## begin Text

# unique_consecutive¶

paddle. unique_consecutive ( x, return_inverse=False, return_counts=False, axis=None, dtype='int64', name=None ) [source]

Eliminates all but the first element from every consecutive group of equivalent elements.

Note

This function is different from unique in the sense that this function only eliminates consecutive duplicate values. This semantics is similar to unique in C++.

Parameters
• x (Tensor) – the input tensor, it’s data type should be float32, float64, int32, int64.

• return_inverse (bool, optional) – If True, also return the indices for where elements in the original input ended up in the returned unique consecutive tensor. Default is False.

• return_counts (bool, optional) – If True, also return the counts for each unique consecutive element. Default is False.

• axis (int, optional) – The axis to apply unique consecutive. If None, the input will be flattened. Default is None.

## end Text
## begin Provided information

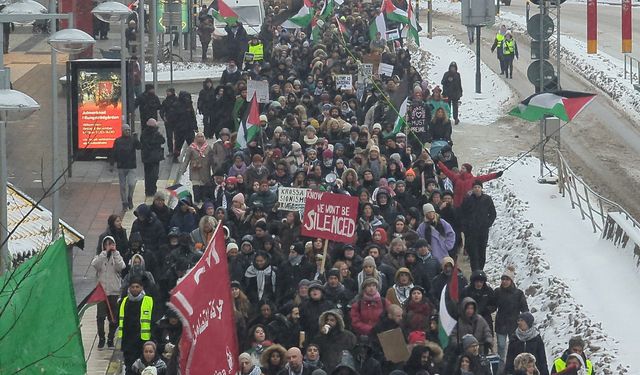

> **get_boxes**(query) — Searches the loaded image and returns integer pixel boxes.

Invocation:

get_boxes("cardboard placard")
[247,79,269,103]
[378,63,393,77]
[336,74,353,90]
[301,190,358,243]
[378,328,411,363]
[278,187,309,213]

## end Provided information

* _Aim_:
Reproduce verbatim the passage of the unique_consecutive documentation above between "Eliminates all but" and "tensor. Default is False.", inclusive.

* _Exercise response_:
Eliminates all but the first element from every consecutive group of equivalent elements.

Note

This function is different from unique in the sense that this function only eliminates consecutive duplicate values. This semantics is similar to unique in C++.

Parameters
• x (Tensor) – the input tensor, it’s data type should be float32, float64, int32, int64.

• return_inverse (bool, optional) – If True, also return the indices for where elements in the original input ended up in the returned unique consecutive tensor. Default is False.